== Task instructions ==
Every line of the data is to be retyped exactly.

______________________________

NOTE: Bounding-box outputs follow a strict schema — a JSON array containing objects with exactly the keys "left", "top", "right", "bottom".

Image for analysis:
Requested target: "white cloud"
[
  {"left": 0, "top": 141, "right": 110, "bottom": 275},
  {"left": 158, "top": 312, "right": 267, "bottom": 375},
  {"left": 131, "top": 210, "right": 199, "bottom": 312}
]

______________________________

== Exercise result ==
NOTE: Bounding-box outputs follow a strict schema — a JSON array containing objects with exactly the keys "left", "top", "right", "bottom".

Image for analysis:
Requested target: "white cloud"
[
  {"left": 0, "top": 141, "right": 110, "bottom": 275},
  {"left": 158, "top": 312, "right": 267, "bottom": 375},
  {"left": 131, "top": 210, "right": 199, "bottom": 312}
]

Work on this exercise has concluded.